El Uruguay de antes no tenía nada que envidiar a la Suiza de Europa, solo que aún se encontraba en América, y tampoco hoy tiene montañas nevadas ni chocolates mejores que el Ricardito. Éramos el paisito. Y se hablaba francés.

Cuando llegó el walkman a Uruguay, todo se vino abajo. O, tal vez, fue cuando empezaron a nacer niños que tomaban leche con cereales, con un conejo psicópata dibujado en la caja de colores. Cuando, un 31 de octubre, los primeros uruguayitos se disfrazaron de monstruos y brujas, ahí se acabó la fiesta. Entonces, los jóvenes se iniciaron en el arte de las tarjetas rojas de San Valentín, y los abuelos se agarraron la cabeza, y se acordaron del Manco Castro, de Gardel y del gofio.

Un día quise saber cuándo dejó de ser antes y cuándo empezó a ser ahora. Ningún uruguayo
me quiso dar la respuesta. Y es que, antes, los chiquilines eran más respetuosos, y no cuestionaban a los mayores. Pero la cuestión es, si ahora estamos así, no quiero enterarme de cómo va a ser después.

TAREAS POR REALIZAR:
1. Indique si cada afirmación concuerda con el texto sobre Uruguay. Responda sí o no y cite entre comillas las palabras del texto que lo deciden: (a) En el Uruguay de antes se hablaba francés. (b) Un uruguayo respondió cuándo dejó de ser antes y cuándo empezó a ser ahora. (c) Uruguay tiene hoy montañas nevadas.
2. Transcriba del texto sobre Uruguay el tramo que va desde "Cuando llegó el" hasta "y del gofio.".
3. Escriba lo que sigue al texto sobre Uruguay a partir de su última oración.
Los datos no tienen ningún papel en este trabajo con el texto.

DATOS PROPORCIONADOS:
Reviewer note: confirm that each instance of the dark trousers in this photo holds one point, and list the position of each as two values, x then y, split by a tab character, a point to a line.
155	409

RESPUESTAS REDACTADAS:
1.
(a) Sí: «Y se hablaba francés.»
(b) No: «Ningún uruguayo me quiso dar la respuesta.»
(c) No: «tampoco hoy tiene montañas nevadas»

2.
Cuando llegó el walkman a Uruguay, todo se vino abajo. O, tal vez, fue cuando empezaron a nacer niños que tomaban leche con cereales, con un conejo psicópata dibujado en la caja de colores. Cuando, un 31 de octubre, los primeros uruguayitos se disfrazaron de monstruos y brujas, ahí se acabó la fiesta. Entonces, los jóvenes se iniciaron en el arte de las tarjetas rojas de San Valentín, y los abuelos se agarraron la cabeza, y se acordaron del Manco Castro, de Gardel y del gofio.

3.
martes, 3 de mayo de 2011

Los Ignatius del mundo

La Tierra está llena de Ignatius Reilly. Las ciudades paren Ignatius todos los días, los sufren y los matan. John Kennedy Toole, más que crear un personaje -que funciona como su alter ego la mayoría de las veces-, describe un tipo de persona, una raza entre los humanos. Una élite.

La conjura de los necios no es una conspiración de la sociedad contra ese mínimo de ciudadanos. No, es un manifiesto contra la propia sociedad, que ignora la presencia de estos seres y los confunde con maleducados. Y ahí radica el peor dolor de Toole, de Ignatius y de los Ignatius: un manifiesto está plagado de agujeros, por donde se cuela la vida tal cual es; ni un papel, ni una frase hecha, ni un análisis perfecto.

Porque, ¿quién fue J. K. Toole? ¿Un mártir? ¿Un héroe histórico? ¿Pudo, después de todo, cambiar el mundo? Tuvo dos hijas: La Biblia de neón y La conjura de los necios. Ninguna de ellas sobreviviría si su padre no hubiese muerto. Como Dionisos, el niño que caminó kilómetros herido, con su hermana en brazos, y se entregó a la muerte cuando estuvo seguro de que su consanguínea estaba a salvo. A excepción de que, en el caso de Toole, éste lo hizo para salvarse a sí mismo.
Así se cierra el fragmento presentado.